• Directives:
a) Decide whether each statement agrees with the engagement ring thread: (i) The first poster's fiancé had the ring specially made. (ii) The grandmother's diamond is set on the sides of the ring. (iii) The first poster waited two months for the ring to be finished. For each, answer yes or no and quote the deciding words from the thread.
b) Reproduce the passage of the engagement ring thread that begins at the words "# my engagement" and stops after the words "my grandmothers diamond.".

• Source passage:
════

# my engagement ring



## dr.jaimie (Mar 23, 2004)

been waiting a month for it to be finished. my fiance had it specially made. i hated to be picky but i wanted something unique being my second marriage. and it couldnt be more perfect! it has my birthstone amethyst on the sides and my grandmothers diamond.


----------



## iheartbisou (Feb 13, 2007)

Omg! It's so beautiful! I love the stones and the setting, it's very elegant. Congratulations both you and your fiancé did a great job!


----------



## angelgirl599 (Apr 8, 2009)

Gorgeous!!! Congrats!!! :thumbsup:


----------



## frankie (Mar 6, 2008)

that is so beautiful. :wub: :wub: .congrats.


----------



## Snowbody (Jan 3, 2009)

Jamie -- it's absolutely beautiful. :cloud9: I'm so happy for you!!! It's really special, just like you.

════

• Listed records:
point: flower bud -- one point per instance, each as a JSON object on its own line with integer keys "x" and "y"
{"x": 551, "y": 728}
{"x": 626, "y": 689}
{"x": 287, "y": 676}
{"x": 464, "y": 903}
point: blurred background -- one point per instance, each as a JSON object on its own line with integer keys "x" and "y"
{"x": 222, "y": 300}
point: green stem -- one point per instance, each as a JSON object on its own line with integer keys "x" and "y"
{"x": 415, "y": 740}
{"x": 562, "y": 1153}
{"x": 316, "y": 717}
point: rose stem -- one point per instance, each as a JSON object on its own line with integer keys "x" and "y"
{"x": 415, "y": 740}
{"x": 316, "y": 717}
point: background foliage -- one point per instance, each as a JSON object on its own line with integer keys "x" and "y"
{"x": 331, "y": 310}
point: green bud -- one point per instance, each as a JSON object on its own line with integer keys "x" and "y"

════

• Results by task:
a)
(i) Yes: "my fiance had it specially made"
(ii) No: "it has my birthstone amethyst on the sides"
(iii) No: "been waiting a month for it to be finished"

b)
# my engagement ring



## dr.jaimie (Mar 23, 2004)

been waiting a month for it to be finished. my fiance had it specially made. i hated to be picky but i wanted something unique being my second marriage. and it couldnt be more perfect! it has my birthstone amethyst on the sides and my grandmothers diamond.